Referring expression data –
-*-*-
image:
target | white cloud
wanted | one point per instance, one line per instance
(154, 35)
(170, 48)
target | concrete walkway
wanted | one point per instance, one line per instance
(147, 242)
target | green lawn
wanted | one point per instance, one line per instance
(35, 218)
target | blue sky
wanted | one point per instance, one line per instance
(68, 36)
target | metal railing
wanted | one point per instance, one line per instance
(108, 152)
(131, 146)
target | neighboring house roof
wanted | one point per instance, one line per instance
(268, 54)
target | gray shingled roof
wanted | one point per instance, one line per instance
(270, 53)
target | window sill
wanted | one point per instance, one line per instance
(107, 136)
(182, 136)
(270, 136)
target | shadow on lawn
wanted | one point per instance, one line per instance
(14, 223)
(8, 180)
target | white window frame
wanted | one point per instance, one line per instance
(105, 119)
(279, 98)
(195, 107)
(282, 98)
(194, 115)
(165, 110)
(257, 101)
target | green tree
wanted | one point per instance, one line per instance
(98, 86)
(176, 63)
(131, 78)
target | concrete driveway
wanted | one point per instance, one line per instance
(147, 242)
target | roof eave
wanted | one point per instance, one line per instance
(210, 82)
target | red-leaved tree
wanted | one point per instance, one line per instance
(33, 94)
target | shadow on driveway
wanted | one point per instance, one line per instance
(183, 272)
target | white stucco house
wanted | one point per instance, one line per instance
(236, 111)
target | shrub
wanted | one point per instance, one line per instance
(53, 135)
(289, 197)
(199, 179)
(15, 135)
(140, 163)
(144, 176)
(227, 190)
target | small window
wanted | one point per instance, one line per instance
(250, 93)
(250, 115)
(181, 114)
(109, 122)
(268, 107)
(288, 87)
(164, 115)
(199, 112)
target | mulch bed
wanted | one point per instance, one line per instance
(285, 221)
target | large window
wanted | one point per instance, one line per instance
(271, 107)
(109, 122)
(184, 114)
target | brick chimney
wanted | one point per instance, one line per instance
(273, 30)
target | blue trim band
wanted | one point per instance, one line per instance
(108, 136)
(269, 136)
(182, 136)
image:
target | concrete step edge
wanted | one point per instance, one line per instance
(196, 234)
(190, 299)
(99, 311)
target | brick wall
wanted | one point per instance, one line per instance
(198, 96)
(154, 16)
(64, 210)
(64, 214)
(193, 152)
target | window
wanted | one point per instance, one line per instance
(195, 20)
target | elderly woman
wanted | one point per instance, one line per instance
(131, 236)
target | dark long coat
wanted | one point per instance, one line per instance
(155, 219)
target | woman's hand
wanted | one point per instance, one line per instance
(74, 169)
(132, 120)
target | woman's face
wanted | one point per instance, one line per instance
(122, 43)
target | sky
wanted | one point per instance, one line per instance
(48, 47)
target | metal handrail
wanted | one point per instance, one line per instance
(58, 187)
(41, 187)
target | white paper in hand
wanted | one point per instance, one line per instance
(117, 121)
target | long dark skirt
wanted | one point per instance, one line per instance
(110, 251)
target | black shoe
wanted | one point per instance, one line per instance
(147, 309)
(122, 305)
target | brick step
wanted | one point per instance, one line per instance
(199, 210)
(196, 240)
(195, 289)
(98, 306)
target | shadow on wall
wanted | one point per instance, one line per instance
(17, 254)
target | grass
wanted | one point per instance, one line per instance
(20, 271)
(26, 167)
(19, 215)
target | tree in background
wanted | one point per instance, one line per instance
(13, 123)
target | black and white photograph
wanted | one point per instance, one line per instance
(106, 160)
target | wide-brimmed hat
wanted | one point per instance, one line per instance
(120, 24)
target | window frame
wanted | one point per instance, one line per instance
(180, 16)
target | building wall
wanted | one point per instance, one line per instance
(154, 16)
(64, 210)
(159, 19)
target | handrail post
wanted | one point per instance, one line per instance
-*-*-
AIM OF THE EXERCISE – Start at the top line of the records and retype them all exactly.

SOLVED EXERCISE –
image:
target | white cloud
wanted | one point per instance, one line per instance
(154, 35)
(170, 48)
target | concrete walkway
wanted | one point per instance, one line per instance
(147, 242)
target | green lawn
wanted | one point per instance, one line per instance
(35, 218)
target | blue sky
wanted | one point per instance, one line per instance
(68, 36)
target | metal railing
wanted | one point per instance, one line per instance
(108, 152)
(131, 146)
target | neighboring house roof
wanted | one point per instance, one line per instance
(268, 54)
target | gray shingled roof
wanted | one point per instance, one line per instance
(270, 53)
target | window sill
wanted | one point per instance, one line per instance
(107, 136)
(182, 136)
(270, 136)
target | shadow on lawn
wanted | one point per instance, one line per instance
(14, 223)
(8, 180)
target | white window frame
wanted | one point per instance, one line per instance
(105, 119)
(279, 98)
(195, 107)
(282, 98)
(194, 115)
(165, 110)
(257, 101)
target | green tree
wanted | one point per instance, one line per instance
(98, 86)
(176, 63)
(131, 78)
target | concrete driveway
wanted | one point per instance, one line per instance
(147, 242)
target | roof eave
wanted | one point per instance, one line per instance
(210, 82)
target | red-leaved tree
wanted | one point per instance, one line per instance
(33, 94)
target | shadow on driveway
wanted | one point per instance, one line per instance
(183, 272)
target | white stucco house
wanted | one point per instance, one line per instance
(236, 111)
target | shrub
wanted | one point per instance, one line per instance
(53, 135)
(289, 197)
(199, 179)
(15, 135)
(140, 163)
(144, 176)
(227, 190)
target | small window
wanted | one point per instance, one line per instance
(250, 93)
(250, 115)
(181, 114)
(109, 122)
(268, 107)
(288, 87)
(164, 115)
(199, 112)
target | mulch bed
wanted | one point per instance, one line per instance
(285, 221)
target | large window
wanted | one point per instance, one line per instance
(271, 107)
(109, 122)
(184, 114)
target | brick chimney
wanted | one point per instance, one line per instance
(273, 30)
target | blue trim band
wanted | one point per instance, one line per instance
(108, 136)
(269, 136)
(182, 136)
image:
target | concrete step edge
wanted | one point per instance, one line per instance
(196, 234)
(190, 299)
(99, 311)
target | brick wall
wanted | one point per instance, one line per instance
(198, 96)
(154, 16)
(64, 210)
(64, 214)
(193, 152)
target | window
wanted | one point per instance, one line per instance
(195, 20)
target | elderly woman
wanted | one point per instance, one line per instance
(131, 236)
target | dark long coat
wanted | one point per instance, one line per instance
(155, 219)
target | woman's hand
wanted | one point per instance, one line per instance
(74, 169)
(132, 120)
target | woman's face
wanted | one point per instance, one line per instance
(122, 43)
target | sky
wanted | one point per instance, one line per instance
(48, 47)
target | metal handrail
wanted | one point per instance, one line per instance
(58, 187)
(41, 187)
target | white paper in hand
wanted | one point per instance, one line per instance
(117, 121)
target | long dark skirt
wanted | one point per instance, one line per instance
(110, 251)
target | black shoe
wanted | one point per instance, one line per instance
(147, 309)
(122, 305)
target | brick step
wanted | one point per instance, one line per instance
(199, 210)
(196, 240)
(195, 289)
(98, 306)
target | shadow on wall
wanted | one point per instance, one line per instance
(17, 254)
target | grass
wanted | one point per instance, one line per instance
(20, 271)
(26, 167)
(19, 215)
target | tree in background
wanted | one point per instance, one line per instance
(13, 123)
target | black and white photograph
wanted | one point per instance, one line per instance
(106, 160)
target | wide-brimmed hat
wanted | one point per instance, one line per instance
(120, 24)
target | window frame
wanted | one point per instance, one line per instance
(180, 16)
target | building wall
wanted | one point per instance, one line per instance
(154, 16)
(64, 210)
(159, 19)
target | handrail post
wanted | one point per instance, one line per instance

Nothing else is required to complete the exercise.